--- start MATERIAL SHOWN ---
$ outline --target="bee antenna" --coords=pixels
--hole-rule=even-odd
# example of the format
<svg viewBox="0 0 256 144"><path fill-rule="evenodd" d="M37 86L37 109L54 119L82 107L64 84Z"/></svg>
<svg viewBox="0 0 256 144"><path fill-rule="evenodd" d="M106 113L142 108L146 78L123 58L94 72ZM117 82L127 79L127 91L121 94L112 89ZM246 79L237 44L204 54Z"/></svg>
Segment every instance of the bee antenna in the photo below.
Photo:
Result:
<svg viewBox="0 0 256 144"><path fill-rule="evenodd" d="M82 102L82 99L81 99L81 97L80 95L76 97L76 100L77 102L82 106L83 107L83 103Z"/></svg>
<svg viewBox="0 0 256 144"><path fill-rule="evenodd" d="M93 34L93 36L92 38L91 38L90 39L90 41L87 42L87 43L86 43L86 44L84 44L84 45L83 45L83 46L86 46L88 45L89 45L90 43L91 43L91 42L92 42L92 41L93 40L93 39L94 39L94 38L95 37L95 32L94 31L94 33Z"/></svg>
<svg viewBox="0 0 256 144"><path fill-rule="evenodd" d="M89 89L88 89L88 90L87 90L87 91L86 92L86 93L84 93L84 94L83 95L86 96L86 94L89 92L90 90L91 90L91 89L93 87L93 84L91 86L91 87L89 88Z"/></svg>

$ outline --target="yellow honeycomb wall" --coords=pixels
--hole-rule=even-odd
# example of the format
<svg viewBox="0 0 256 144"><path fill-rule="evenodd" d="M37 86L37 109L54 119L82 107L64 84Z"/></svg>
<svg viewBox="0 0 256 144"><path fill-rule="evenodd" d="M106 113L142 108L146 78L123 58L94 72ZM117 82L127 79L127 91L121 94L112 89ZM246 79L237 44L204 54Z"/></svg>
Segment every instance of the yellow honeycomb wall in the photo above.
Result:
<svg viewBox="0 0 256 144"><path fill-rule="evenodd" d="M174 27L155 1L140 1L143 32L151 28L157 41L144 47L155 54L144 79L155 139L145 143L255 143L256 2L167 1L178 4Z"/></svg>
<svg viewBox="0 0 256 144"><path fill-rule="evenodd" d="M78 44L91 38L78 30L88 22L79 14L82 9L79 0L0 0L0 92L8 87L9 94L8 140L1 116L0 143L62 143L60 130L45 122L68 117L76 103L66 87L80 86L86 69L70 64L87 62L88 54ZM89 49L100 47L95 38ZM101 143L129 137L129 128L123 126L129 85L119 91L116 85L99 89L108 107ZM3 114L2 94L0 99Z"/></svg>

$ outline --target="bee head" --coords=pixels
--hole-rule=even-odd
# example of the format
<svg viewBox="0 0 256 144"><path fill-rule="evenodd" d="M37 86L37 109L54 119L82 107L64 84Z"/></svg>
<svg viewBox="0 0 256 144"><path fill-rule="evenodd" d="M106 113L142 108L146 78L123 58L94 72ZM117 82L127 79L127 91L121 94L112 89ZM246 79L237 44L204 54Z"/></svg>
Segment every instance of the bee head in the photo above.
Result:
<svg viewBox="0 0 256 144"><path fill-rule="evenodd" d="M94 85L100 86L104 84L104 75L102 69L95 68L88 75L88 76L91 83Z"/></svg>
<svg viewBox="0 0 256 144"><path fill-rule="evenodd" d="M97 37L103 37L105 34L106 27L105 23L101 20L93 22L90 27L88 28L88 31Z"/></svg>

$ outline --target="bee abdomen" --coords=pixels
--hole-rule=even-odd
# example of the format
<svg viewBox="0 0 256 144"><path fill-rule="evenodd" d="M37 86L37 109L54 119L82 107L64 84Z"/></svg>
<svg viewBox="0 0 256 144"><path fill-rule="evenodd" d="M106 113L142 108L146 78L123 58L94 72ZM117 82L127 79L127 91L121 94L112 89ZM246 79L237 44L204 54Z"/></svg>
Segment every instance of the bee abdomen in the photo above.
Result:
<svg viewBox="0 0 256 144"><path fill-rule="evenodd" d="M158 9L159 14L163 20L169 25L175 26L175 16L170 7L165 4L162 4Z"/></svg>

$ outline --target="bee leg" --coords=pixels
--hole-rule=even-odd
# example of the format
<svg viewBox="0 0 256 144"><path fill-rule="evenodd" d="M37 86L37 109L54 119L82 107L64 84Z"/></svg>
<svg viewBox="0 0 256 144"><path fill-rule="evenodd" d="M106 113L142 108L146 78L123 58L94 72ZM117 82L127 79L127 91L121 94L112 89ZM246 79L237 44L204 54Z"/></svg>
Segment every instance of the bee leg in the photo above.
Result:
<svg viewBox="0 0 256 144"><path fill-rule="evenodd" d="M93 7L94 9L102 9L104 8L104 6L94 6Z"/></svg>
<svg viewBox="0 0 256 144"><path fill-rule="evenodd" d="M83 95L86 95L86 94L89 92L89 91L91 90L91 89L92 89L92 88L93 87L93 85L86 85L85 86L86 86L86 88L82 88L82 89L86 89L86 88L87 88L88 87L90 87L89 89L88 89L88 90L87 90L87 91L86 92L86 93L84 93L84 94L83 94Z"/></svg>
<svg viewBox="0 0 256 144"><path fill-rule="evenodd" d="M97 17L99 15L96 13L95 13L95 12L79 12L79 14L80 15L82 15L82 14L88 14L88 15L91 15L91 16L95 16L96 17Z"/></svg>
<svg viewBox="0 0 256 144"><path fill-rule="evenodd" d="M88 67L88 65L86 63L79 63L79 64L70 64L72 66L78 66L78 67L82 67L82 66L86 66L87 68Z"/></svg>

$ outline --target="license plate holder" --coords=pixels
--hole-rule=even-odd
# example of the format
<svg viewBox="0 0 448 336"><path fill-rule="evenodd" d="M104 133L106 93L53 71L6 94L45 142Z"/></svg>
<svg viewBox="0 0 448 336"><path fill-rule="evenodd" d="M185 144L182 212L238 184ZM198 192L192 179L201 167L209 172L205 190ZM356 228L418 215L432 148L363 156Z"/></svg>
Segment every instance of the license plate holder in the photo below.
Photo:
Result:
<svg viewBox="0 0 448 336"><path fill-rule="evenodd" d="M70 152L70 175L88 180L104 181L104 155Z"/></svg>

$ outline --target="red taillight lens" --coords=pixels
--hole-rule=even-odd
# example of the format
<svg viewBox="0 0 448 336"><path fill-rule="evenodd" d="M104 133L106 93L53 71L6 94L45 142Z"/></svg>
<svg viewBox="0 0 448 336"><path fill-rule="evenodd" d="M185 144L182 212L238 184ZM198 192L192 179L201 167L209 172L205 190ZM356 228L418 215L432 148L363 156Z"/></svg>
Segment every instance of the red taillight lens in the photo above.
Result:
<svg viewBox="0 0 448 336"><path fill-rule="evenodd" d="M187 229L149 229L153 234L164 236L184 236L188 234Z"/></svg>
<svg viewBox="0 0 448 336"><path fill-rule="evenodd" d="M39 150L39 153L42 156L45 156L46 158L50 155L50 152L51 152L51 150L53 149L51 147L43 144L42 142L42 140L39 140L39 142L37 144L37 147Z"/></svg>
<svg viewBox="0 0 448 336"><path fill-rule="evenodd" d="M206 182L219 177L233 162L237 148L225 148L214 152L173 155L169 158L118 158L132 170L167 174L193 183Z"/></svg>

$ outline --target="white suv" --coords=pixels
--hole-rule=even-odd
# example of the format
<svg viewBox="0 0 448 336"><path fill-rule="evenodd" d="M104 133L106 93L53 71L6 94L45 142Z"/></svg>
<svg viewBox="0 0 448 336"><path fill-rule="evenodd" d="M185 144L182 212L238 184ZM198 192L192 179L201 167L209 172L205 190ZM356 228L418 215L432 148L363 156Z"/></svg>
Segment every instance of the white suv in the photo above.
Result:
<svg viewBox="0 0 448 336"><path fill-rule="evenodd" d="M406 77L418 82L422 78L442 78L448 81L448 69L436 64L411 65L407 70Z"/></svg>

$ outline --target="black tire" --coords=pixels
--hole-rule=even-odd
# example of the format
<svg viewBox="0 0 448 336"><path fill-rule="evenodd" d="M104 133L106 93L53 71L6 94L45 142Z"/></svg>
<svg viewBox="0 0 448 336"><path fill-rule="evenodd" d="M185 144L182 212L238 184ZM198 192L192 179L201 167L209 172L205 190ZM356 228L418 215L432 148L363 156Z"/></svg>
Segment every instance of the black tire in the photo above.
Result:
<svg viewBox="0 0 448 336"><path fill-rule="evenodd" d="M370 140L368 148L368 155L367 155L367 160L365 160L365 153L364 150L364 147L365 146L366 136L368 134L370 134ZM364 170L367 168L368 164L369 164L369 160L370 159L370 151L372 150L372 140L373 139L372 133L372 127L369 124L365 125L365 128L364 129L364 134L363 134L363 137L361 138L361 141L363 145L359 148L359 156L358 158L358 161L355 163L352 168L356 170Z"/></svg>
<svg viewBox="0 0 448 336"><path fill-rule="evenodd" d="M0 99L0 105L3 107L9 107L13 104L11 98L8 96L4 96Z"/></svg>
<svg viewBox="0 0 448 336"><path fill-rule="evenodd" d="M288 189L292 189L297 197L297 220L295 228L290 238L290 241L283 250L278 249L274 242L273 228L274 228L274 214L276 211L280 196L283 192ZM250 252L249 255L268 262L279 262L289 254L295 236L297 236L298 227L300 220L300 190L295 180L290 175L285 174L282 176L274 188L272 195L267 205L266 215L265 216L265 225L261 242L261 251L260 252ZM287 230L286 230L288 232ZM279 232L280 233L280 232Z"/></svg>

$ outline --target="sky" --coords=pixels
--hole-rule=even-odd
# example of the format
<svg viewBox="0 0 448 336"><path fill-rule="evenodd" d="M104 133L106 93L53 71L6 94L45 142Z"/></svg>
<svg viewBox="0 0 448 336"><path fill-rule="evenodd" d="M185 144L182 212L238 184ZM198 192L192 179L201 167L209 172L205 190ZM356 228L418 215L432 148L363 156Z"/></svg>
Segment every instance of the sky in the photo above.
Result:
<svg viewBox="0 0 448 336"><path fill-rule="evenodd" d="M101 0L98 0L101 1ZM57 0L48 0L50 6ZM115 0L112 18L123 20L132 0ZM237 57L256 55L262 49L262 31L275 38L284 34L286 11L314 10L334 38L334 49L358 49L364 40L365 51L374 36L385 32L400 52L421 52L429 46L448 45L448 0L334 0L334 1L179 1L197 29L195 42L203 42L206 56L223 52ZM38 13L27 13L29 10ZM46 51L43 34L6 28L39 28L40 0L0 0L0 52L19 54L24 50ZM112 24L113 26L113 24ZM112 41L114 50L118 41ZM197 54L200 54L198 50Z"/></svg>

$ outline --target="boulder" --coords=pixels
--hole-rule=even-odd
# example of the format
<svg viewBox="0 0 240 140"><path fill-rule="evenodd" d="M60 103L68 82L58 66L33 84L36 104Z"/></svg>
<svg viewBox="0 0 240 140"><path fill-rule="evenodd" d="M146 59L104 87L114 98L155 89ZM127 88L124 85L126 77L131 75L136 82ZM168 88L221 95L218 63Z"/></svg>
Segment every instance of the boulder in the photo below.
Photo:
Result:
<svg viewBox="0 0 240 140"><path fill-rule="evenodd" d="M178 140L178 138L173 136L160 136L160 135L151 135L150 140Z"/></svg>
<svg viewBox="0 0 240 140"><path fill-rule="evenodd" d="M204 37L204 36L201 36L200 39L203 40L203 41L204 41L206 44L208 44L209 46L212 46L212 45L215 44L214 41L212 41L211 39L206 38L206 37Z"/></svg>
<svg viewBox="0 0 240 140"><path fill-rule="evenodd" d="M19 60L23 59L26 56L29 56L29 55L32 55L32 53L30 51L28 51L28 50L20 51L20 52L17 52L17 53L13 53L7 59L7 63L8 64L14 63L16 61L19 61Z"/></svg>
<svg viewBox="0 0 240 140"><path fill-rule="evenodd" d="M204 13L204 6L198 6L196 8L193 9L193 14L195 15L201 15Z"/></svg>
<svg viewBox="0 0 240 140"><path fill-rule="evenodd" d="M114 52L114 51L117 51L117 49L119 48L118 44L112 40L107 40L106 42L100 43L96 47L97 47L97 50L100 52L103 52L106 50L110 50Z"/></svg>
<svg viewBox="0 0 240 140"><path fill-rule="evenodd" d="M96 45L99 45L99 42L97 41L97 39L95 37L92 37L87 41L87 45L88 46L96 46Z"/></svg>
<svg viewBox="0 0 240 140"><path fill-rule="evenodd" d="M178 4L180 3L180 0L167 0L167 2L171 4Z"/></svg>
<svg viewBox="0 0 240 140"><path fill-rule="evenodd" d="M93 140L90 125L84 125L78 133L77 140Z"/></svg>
--- end MATERIAL SHOWN ---
Give the lines above, from the very first one through the line containing "44L91 38L78 30L88", as a JSON list of strings with one string per line, skipping blank lines; include both end lines.

[
  "$ outline --target=\"bee antenna\" --coords=pixels",
  "--hole-rule=even-odd",
  "# example of the format",
  "<svg viewBox=\"0 0 256 144\"><path fill-rule=\"evenodd\" d=\"M37 86L37 109L54 119L82 107L64 84Z\"/></svg>",
  "<svg viewBox=\"0 0 256 144\"><path fill-rule=\"evenodd\" d=\"M106 113L142 108L146 78L123 58L94 72ZM117 82L127 79L127 91L121 94L112 89ZM246 79L237 44L204 54Z\"/></svg>",
  "Segment every instance of the bee antenna in the photo below.",
  "Photo:",
  "Result:",
  "<svg viewBox=\"0 0 256 144\"><path fill-rule=\"evenodd\" d=\"M82 102L82 99L81 99L81 97L80 95L76 97L76 100L77 102L82 106L83 107L83 103Z\"/></svg>",
  "<svg viewBox=\"0 0 256 144\"><path fill-rule=\"evenodd\" d=\"M93 34L93 36L92 38L91 38L90 39L90 41L87 42L87 43L86 43L86 44L84 44L84 45L83 45L83 46L86 46L88 45L89 45L90 43L91 43L91 42L92 42L92 41L93 40L93 39L94 39L94 38L95 37L95 32L94 31L94 33Z\"/></svg>",
  "<svg viewBox=\"0 0 256 144\"><path fill-rule=\"evenodd\" d=\"M89 89L88 89L88 90L87 90L87 91L86 92L86 93L84 93L84 94L83 95L86 96L86 94L89 92L90 90L91 90L91 89L93 87L93 84L91 86L91 87L89 88Z\"/></svg>",
  "$ outline --target=\"yellow honeycomb wall\" --coords=pixels",
  "--hole-rule=even-odd",
  "# example of the format",
  "<svg viewBox=\"0 0 256 144\"><path fill-rule=\"evenodd\" d=\"M37 86L37 109L54 119L82 107L64 84Z\"/></svg>",
  "<svg viewBox=\"0 0 256 144\"><path fill-rule=\"evenodd\" d=\"M106 113L142 108L146 78L123 58L94 72ZM117 82L127 79L127 91L121 94L112 89ZM246 79L237 44L204 54Z\"/></svg>",
  "Segment every instance of the yellow honeycomb wall in the photo above.",
  "Result:",
  "<svg viewBox=\"0 0 256 144\"><path fill-rule=\"evenodd\" d=\"M174 27L155 1L140 1L143 32L151 28L157 41L144 47L155 54L144 79L155 139L145 143L255 143L256 2L167 1L178 4Z\"/></svg>",
  "<svg viewBox=\"0 0 256 144\"><path fill-rule=\"evenodd\" d=\"M78 44L91 38L78 30L88 22L79 14L82 9L79 0L0 0L0 92L8 87L9 94L8 140L1 116L0 143L62 143L60 130L45 122L68 117L76 103L66 87L80 86L86 69L70 64L87 62L88 54ZM89 49L100 47L95 38ZM101 143L129 137L129 128L123 126L129 85L119 91L116 85L99 89L108 107ZM3 114L2 94L0 99Z\"/></svg>"
]